--- ACTIVITY A ---
Return everything in the article on Trump's Cabinet picks from "For good measure, Himes" down to "in New Jersey.", word for word.
--- ACTIVITY B ---
In the article on Trump's Cabinet picks, on which network did Duffy appear as a cast member of "The Real World"?
--- ACTIVITY C ---
Carry on writing the article on Trump's Cabinet picks, starting right after its last sentence.

READING PASSAGE section start

Trump, a former reality television star himself, has made no secret of his intention to stack his administration with loyalists after his decisive 2024 election win — including some whose lack of relevant experience has raised concerns among lawmakers. But he’s also working to set up a more forceful administration in this term, and in his eyes, many of those people happen to intersect with celebrity.

The trend was not lost on Democratic Rep. Jim Himes of Connecticut, who posted on social media after the Oz nomination: “We are becoming the world’s first nuclear-armed reality television show.”

For good measure, Himes added: “Just spitballing here, but what if the Attorney General and the Secretary of HHS fight each other in an octagonal cage?” That was a reference to Trump’s affinity for the UFC fighters who do battle in the octagon.

Choosing TV personalities isn’t that unusual for the once-and-future president: A number of his first-term choices — John Bolton, Larry Kudlow, Heather Nauert and Mercedes Schlapp, were all on TV — mostly also on Fox. Omarosa Manigault Newman, a confrontational first-season member of Trump’s NBC show “The Apprentice,” was briefly at the White House before she was fired.

Former New Jersey Gov. Chris Christie, a Republican who ran Trump’s 2016 transition team until he was fired, said that eight years ago, Trump held “Apprentice-like interviews at Bedminster,” summoning potential hires to his club in New Jersey.

On a call on Tuesday organized by the Council on Foreign Relations, Christie said this year’s Cabinet choices are different than 2016’s but it’s still “Donald Trump casting a TV show.”

“He’s casting,” Christie said.

Trump has readily highlighted the media experience of his choices as he’s announced them. He said Duffy, a former lawmaker and onetime cast member of MTV’s “The Real World,” was “a STAR on Fox News.”

READING PASSAGE section end
PROVIDED DATA section start

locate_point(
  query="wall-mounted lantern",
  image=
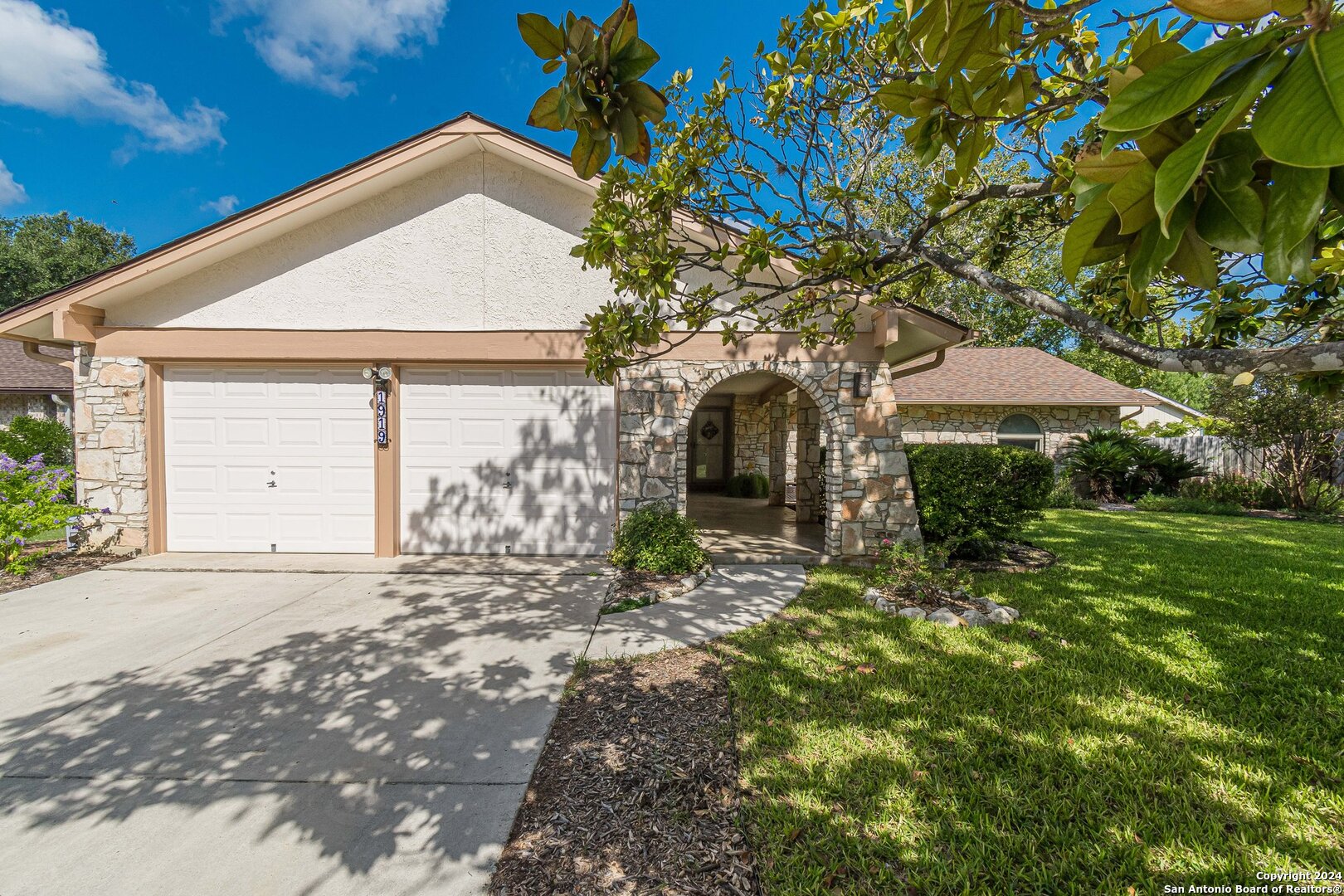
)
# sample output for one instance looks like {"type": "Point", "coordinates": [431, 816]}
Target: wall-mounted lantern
{"type": "Point", "coordinates": [863, 383]}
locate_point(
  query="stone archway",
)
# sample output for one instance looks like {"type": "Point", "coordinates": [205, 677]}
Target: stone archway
{"type": "Point", "coordinates": [869, 496]}
{"type": "Point", "coordinates": [830, 423]}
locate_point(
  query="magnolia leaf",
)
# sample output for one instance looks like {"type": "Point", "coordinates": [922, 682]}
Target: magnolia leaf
{"type": "Point", "coordinates": [1238, 11]}
{"type": "Point", "coordinates": [590, 152]}
{"type": "Point", "coordinates": [1164, 139]}
{"type": "Point", "coordinates": [1082, 236]}
{"type": "Point", "coordinates": [546, 110]}
{"type": "Point", "coordinates": [1181, 168]}
{"type": "Point", "coordinates": [897, 95]}
{"type": "Point", "coordinates": [1194, 261]}
{"type": "Point", "coordinates": [1155, 249]}
{"type": "Point", "coordinates": [1301, 121]}
{"type": "Point", "coordinates": [1176, 85]}
{"type": "Point", "coordinates": [544, 39]}
{"type": "Point", "coordinates": [1231, 219]}
{"type": "Point", "coordinates": [633, 61]}
{"type": "Point", "coordinates": [1132, 197]}
{"type": "Point", "coordinates": [1296, 199]}
{"type": "Point", "coordinates": [648, 104]}
{"type": "Point", "coordinates": [1108, 169]}
{"type": "Point", "coordinates": [1233, 158]}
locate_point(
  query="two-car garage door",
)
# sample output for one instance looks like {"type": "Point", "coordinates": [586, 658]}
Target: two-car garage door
{"type": "Point", "coordinates": [492, 461]}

PROVIDED DATA section end

--- WRITTEN RESPONSE A ---
For good measure, Himes added: “Just spitballing here, but what if the Attorney General and the Secretary of HHS fight each other in an octagonal cage?” That was a reference to Trump’s affinity for the UFC fighters who do battle in the octagon.

Choosing TV personalities isn’t that unusual for the once-and-future president: A number of his first-term choices — John Bolton, Larry Kudlow, Heather Nauert and Mercedes Schlapp, were all on TV — mostly also on Fox. Omarosa Manigault Newman, a confrontational first-season member of Trump’s NBC show “The Apprentice,” was briefly at the White House before she was fired.

Former New Jersey Gov. Chris Christie, a Republican who ran Trump’s 2016 transition team until he was fired, said that eight years ago, Trump held “Apprentice-like interviews at Bedminster,” summoning potential hires to his club in New Jersey.

--- WRITTEN RESPONSE B ---
MTV

--- WRITTEN RESPONSE C ---
Hegseth, a military veteran, “has been a host at FOX News for eight years, where he used that platform to fight for our Military and Veterans,” Trump said. He also noted that Hegseth’s book “The War on Warriors” spent nine weeks on The New York Times “best-sellers list, including two weeks at NUMBER ONE.”

As for Oz, Trump said: “He won nine Daytime Emmy Awards hosting ‘The Dr. Oz Show,’ where he taught millions of Americans how to make healthier lifestyle choices.”

It’s also true that those seeking positions in Trump’s orbit often take to the airwaves to audition for an audience of one. Tom Homan, Trump’s choice for “border czar,” is a frequent Fox contributor. Ohio Sen. JD Vance was chosen as Trump’s running mate in part because of how well he comes across on air.

Trump’s choice to lead the Federal Communications Commission, Brendan Carr, upped his profile when he took to Fox News to argue that a pre-election appearance on NBC’s “Saturday Night Live” by Democratic nominee Kamala Harris was a violation of the “equal time” rule governing candidate appearances on television.

The White House-to-cable news pundit pipeline tends to cut across administrations of both parties, to some extent. President Joe Biden had three MSNBC contributors on his transition team and his former press secretary went to the network after she left the White House. Biden, though, looked to career diplomats, longtime government workers and military leaders for key posts like the Defense Department.

Trump’s affinity for Fox News is well-documented, though the romance cooled for a time after Fox made an early call of Arizona for Biden in 2020, a move that infuriated Trump and many of the network’s viewers. Trump suggested viewers should migrate to other conservative news outlets.

While the Arizona call ultimately proved correct, it set in motion internal second-guessing and led some Fox personalities to embrace conspiracy theories, which ultimately cost the network $787 million to settle a defamation lawsuit by Dominion Voting Systems.

But Trump is still an avid watcher — the network provides Trump a window into conservative thinking, with commentary from Republican lawmakers and thinkers who are, often, speaking directly to the president-elect.